ESTRATTO DEL TESTO:
•••
Oninaki - Recensione

PC PS4 Switch

Due temi delicati, oscuri e al contempo intriganti come la morte e la reincarnazione possono fungere da affascinante impalcatura narrativa, giacché l’essere umano è da sempre attratto da ciò che non conosce e, inevitabilmente, l’aldilà con i suoi insondabili misteri non fa eccezione. Con la morte di mezzo nulla ci appare definitivo, perché ci rammenta continuamente come tutto sia destinato, prima o poi, a finire. Oninaki però racconta una storia che non prevede la morte come epilogo definitivo, bensì la dipinge come un sentiero da percorrere per poter ricominciare: la morte è solo un nuovo inizio, secondo il nuovo titolo di Tokio RPG Factory, la divisione creata da Square Enix che a suo tempo sviluppò, con risultati altalenanti, I Am Setsuna e Lost Sphear.

MORIRE DALLA VOGLIA DI REINCARNARSI È UN CONTROSENSO?
•••
COSA SI CHIEDE:
1. Ricopia fedelmente il passo della recensione di Oninaki da "PC PS4 Switch" a "È UN CONTROSENSO?".
2. Traduci in inglese, per favore, questa frase della recensione di Oninaki: "Con la morte di mezzo nulla ci appare definitivo, perché ci rammenta continuamente come tutto sia destinato, prima o poi, a finire."
I dati non servono per svolgere queste attività.

DATI ESTRATTI:
•••
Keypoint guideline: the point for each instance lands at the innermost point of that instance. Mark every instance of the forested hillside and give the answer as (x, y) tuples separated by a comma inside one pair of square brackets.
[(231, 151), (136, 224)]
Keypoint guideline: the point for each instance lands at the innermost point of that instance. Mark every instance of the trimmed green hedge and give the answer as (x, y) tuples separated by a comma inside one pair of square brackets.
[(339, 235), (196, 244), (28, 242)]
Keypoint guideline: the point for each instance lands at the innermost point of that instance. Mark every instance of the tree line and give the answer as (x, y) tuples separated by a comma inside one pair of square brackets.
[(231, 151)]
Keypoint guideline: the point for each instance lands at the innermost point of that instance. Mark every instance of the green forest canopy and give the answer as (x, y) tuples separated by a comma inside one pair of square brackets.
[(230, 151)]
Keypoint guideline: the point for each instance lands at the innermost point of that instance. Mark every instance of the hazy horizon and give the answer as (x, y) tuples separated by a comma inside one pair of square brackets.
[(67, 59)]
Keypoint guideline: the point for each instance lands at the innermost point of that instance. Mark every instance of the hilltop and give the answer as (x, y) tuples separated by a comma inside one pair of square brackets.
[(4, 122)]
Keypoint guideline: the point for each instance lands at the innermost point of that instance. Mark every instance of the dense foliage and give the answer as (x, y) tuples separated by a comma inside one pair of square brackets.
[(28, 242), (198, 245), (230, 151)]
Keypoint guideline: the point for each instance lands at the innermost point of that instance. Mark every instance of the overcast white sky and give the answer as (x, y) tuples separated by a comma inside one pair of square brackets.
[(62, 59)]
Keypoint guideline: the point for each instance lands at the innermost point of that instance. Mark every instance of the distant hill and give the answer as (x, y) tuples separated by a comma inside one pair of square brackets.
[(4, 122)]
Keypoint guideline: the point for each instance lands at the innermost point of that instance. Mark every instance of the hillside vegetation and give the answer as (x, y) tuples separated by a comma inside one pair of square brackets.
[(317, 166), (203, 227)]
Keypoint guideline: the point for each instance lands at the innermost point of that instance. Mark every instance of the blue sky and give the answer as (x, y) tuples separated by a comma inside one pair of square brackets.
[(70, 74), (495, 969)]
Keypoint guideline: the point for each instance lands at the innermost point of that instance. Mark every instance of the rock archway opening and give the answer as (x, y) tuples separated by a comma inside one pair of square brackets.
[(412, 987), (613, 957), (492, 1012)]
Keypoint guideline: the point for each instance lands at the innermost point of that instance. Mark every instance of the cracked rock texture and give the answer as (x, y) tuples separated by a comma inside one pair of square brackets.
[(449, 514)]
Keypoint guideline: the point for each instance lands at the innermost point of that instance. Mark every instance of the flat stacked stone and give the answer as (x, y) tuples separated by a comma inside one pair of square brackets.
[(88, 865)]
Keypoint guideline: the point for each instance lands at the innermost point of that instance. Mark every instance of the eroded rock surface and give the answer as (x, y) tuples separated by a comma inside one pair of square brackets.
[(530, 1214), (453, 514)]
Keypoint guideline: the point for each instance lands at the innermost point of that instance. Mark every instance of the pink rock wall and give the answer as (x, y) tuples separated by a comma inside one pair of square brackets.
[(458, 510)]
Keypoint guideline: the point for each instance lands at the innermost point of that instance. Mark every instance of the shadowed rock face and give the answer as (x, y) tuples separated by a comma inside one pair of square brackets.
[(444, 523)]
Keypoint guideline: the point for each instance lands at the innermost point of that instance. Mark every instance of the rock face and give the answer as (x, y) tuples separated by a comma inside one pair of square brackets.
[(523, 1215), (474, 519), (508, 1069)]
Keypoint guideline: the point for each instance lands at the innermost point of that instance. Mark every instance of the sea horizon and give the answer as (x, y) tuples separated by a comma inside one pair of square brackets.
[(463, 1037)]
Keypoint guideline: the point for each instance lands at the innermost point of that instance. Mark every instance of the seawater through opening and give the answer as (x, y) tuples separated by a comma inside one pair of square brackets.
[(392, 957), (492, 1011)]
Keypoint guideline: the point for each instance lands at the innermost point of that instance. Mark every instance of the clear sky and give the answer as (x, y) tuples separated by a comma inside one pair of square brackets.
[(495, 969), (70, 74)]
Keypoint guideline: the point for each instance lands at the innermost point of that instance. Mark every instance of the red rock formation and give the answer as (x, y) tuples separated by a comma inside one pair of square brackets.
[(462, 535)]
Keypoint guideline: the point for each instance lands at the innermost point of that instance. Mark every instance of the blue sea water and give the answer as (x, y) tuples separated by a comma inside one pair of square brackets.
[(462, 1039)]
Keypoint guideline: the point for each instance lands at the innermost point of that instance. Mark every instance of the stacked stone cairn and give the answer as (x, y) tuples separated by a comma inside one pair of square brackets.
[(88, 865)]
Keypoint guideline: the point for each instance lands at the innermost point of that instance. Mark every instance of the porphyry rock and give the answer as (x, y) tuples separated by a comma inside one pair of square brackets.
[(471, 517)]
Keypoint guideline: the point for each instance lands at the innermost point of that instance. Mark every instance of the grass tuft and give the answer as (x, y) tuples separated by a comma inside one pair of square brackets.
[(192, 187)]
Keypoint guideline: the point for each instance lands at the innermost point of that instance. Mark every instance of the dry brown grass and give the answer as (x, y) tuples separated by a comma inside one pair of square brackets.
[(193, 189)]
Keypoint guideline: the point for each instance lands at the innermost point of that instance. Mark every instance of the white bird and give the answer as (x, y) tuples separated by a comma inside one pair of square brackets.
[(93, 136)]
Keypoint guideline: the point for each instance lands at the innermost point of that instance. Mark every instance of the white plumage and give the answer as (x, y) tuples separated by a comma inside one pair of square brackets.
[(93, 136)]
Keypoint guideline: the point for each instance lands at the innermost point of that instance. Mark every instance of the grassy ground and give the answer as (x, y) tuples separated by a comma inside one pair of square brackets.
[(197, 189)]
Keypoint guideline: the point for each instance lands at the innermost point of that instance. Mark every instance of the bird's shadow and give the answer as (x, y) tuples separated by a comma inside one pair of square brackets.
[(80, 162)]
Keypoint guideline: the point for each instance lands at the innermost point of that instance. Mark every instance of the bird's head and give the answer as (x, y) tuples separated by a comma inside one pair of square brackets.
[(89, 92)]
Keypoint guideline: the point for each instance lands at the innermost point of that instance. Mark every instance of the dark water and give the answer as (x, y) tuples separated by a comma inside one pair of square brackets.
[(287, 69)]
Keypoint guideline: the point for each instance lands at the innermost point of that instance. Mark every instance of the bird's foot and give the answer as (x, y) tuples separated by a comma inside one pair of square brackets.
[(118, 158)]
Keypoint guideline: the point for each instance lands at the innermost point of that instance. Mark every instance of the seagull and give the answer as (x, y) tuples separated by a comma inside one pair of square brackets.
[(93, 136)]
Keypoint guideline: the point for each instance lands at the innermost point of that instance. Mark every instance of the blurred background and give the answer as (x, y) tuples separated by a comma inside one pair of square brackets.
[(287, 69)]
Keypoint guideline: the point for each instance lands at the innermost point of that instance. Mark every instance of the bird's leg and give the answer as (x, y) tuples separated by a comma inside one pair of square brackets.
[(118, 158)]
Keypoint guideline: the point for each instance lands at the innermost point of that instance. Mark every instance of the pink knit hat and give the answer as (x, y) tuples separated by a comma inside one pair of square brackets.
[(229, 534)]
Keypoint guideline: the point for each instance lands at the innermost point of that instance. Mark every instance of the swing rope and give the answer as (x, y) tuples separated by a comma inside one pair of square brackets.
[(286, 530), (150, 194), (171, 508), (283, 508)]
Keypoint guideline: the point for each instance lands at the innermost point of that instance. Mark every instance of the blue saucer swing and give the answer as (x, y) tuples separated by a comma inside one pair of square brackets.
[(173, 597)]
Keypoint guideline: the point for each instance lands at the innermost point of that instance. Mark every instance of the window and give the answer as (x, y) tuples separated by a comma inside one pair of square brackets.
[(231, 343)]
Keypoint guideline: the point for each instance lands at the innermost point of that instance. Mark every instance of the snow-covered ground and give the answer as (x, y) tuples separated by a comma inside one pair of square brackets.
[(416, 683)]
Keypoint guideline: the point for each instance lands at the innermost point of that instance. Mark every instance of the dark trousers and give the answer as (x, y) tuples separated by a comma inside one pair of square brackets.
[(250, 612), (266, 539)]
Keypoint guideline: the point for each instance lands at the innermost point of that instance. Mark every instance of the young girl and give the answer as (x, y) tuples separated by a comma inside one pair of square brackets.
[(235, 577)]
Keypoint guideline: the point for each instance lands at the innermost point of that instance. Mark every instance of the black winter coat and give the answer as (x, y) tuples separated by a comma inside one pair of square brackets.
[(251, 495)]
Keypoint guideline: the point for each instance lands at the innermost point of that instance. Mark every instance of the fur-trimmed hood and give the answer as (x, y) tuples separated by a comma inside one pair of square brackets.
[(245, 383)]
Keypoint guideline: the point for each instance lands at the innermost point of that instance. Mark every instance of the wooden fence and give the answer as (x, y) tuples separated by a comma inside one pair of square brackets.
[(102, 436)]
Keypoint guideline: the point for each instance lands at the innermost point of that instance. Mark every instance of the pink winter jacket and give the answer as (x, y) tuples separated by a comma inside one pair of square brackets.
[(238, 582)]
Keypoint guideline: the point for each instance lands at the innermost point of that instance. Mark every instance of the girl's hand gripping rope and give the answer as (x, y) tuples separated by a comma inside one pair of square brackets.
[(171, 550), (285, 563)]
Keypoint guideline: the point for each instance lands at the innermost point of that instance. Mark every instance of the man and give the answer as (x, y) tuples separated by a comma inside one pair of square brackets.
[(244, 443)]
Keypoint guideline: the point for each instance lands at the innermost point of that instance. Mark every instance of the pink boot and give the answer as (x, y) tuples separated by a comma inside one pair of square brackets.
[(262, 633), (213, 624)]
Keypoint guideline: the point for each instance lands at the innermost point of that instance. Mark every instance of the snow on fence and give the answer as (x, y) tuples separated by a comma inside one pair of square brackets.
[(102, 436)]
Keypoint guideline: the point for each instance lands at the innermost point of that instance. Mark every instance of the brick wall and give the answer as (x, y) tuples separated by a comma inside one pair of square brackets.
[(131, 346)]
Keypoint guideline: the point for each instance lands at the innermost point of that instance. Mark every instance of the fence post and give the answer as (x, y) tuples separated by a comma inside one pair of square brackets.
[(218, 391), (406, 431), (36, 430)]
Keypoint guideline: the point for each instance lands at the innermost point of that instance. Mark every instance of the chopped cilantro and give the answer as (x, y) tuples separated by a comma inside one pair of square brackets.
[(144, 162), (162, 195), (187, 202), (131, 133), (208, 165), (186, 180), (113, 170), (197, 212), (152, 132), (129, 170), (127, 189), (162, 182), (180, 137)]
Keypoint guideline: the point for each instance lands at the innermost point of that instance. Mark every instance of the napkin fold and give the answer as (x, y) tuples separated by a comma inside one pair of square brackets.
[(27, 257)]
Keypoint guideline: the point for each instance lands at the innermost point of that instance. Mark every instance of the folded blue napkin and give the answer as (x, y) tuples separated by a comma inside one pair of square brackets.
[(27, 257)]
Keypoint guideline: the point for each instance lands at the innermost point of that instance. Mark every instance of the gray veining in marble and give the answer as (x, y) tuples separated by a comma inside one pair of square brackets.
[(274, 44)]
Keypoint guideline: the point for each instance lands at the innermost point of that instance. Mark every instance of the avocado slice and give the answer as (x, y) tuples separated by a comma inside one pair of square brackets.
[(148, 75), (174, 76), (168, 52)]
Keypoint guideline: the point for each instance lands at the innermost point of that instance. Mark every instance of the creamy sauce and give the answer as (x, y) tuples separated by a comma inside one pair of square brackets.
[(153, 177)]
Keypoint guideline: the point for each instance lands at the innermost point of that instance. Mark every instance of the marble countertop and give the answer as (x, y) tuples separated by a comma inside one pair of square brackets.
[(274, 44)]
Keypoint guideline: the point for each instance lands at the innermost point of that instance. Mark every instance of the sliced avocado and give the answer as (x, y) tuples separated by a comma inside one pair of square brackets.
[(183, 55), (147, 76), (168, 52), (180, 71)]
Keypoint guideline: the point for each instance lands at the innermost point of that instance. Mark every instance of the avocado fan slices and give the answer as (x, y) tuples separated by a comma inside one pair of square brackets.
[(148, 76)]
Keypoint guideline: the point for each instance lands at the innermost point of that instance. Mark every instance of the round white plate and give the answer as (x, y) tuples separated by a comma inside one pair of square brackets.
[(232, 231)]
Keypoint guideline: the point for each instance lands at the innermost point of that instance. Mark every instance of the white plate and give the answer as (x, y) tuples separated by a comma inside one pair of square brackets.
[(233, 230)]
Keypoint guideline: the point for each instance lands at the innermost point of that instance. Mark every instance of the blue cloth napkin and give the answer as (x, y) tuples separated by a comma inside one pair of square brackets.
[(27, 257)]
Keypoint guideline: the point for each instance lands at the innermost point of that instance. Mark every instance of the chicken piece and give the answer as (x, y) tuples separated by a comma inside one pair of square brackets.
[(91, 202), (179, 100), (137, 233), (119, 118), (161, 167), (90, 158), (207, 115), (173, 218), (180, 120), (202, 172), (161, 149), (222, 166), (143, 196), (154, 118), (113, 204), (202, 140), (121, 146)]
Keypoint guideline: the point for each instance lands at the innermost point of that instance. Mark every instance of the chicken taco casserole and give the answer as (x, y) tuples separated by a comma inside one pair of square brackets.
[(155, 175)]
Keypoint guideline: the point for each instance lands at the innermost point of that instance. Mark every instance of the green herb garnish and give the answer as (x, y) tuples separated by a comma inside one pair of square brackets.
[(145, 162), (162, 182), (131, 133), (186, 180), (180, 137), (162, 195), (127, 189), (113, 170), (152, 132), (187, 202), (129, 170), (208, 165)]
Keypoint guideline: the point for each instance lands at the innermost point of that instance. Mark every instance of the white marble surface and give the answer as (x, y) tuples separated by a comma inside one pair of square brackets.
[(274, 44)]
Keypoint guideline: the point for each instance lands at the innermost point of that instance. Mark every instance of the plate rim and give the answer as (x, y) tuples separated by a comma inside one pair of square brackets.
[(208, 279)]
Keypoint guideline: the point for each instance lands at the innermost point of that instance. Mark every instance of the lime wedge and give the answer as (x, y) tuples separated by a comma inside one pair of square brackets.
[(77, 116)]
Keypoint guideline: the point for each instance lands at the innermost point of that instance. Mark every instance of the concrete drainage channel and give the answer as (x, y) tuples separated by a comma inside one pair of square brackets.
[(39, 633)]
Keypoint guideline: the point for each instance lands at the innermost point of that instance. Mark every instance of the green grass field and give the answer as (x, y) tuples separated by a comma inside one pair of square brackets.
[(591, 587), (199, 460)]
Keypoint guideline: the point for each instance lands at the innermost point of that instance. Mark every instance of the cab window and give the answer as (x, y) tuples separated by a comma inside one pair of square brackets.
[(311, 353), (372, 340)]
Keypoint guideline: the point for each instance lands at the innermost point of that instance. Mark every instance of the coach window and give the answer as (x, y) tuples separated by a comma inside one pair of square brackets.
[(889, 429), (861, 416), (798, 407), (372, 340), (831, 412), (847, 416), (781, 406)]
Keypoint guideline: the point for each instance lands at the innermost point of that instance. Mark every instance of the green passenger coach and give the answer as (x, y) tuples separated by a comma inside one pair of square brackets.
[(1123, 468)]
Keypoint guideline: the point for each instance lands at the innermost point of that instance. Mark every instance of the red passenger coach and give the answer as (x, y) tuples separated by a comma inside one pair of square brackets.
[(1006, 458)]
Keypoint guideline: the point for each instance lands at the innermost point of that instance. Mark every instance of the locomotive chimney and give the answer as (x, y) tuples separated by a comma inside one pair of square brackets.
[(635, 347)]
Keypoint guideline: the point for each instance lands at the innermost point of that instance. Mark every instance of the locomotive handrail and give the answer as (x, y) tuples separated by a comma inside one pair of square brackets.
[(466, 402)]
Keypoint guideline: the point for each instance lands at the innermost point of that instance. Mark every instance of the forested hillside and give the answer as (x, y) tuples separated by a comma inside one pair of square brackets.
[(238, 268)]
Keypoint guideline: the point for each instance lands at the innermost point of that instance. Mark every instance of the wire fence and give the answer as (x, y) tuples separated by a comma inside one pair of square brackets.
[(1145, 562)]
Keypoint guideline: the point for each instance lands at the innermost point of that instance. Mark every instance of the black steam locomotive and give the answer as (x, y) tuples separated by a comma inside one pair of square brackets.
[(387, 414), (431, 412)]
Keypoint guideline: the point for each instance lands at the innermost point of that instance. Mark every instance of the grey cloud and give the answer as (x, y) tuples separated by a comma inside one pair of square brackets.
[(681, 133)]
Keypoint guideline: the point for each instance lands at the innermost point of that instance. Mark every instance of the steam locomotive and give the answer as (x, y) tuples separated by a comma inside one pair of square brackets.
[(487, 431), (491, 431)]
•••
RISULTATI DELLE ATTIVITÀ:
1.
PC PS4 Switch

Due temi delicati, oscuri e al contempo intriganti come la morte e la reincarnazione possono fungere da affascinante impalcatura narrativa, giacché l’essere umano è da sempre attratto da ciò che non conosce e, inevitabilmente, l’aldilà con i suoi insondabili misteri non fa eccezione. Con la morte di mezzo nulla ci appare definitivo, perché ci rammenta continuamente come tutto sia destinato, prima o poi, a finire. Oninaki però racconta una storia che non prevede la morte come epilogo definitivo, bensì la dipinge come un sentiero da percorrere per poter ricominciare: la morte è solo un nuovo inizio, secondo il nuovo titolo di Tokio RPG Factory, la divisione creata da Square Enix che a suo tempo sviluppò, con risultati altalenanti, I Am Setsuna e Lost Sphear.

MORIRE DALLA VOGLIA DI REINCARNARSI È UN CONTROSENSO?

2. With death involved, nothing seems final to us, because it constantly reminds us that everything is destined, sooner or later, to come to an end.